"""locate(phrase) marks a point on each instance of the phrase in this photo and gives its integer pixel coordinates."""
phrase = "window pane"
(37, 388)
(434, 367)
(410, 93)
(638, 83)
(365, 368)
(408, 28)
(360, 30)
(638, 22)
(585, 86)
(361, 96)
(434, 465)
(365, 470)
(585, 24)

### [Aim of the task]
Can you write out every line of the data above without changing anything?

### [Exercise output]
"""locate(phrase) marks a point on each instance of the phrase in this photo and gives its integer pixel coordinates."""
phrase = "window pane"
(37, 388)
(434, 367)
(410, 93)
(638, 83)
(365, 368)
(408, 28)
(360, 30)
(638, 22)
(585, 86)
(361, 96)
(434, 465)
(365, 470)
(585, 24)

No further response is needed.